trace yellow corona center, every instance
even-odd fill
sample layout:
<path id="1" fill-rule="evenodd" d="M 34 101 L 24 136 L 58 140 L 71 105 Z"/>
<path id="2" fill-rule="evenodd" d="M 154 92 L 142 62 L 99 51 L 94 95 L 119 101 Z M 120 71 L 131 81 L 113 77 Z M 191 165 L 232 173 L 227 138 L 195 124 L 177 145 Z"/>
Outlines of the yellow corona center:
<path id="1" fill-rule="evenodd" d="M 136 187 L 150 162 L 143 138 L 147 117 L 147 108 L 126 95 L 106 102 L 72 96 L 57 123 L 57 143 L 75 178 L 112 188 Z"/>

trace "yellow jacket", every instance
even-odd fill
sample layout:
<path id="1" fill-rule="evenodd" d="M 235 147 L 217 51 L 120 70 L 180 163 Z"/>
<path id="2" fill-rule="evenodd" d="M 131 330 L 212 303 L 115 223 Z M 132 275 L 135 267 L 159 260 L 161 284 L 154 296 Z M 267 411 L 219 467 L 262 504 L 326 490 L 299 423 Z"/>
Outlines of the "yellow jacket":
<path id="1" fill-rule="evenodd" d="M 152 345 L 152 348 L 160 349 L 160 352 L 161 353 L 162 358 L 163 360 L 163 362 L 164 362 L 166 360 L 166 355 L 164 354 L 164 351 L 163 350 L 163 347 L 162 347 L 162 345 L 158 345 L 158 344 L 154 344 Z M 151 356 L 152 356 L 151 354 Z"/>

::::::

▶ [What the task requires]:
Put the records from the start through the line holding "136 187 L 150", inclusive, into a two-column CSV with the columns input and output. Give one row per record, with its text under input and its answer under output, each in a single quoted field and with line breaks replaced by spaces.

▶ [The completed task]:
input,output
"trace yellow corona center, every instance even-odd fill sample layout: <path id=""1"" fill-rule=""evenodd"" d=""M 34 101 L 24 136 L 58 140 L 71 105 Z""/> <path id=""2"" fill-rule=""evenodd"" d=""M 154 92 L 142 62 L 99 51 L 94 95 L 119 101 Z M 120 71 L 131 81 L 113 77 Z M 191 165 L 232 173 L 227 138 L 195 124 L 177 145 Z""/> Outlines of the yellow corona center:","<path id=""1"" fill-rule=""evenodd"" d=""M 136 187 L 150 162 L 143 138 L 147 117 L 147 108 L 126 95 L 106 102 L 72 96 L 57 123 L 57 143 L 75 178 L 112 188 Z""/>"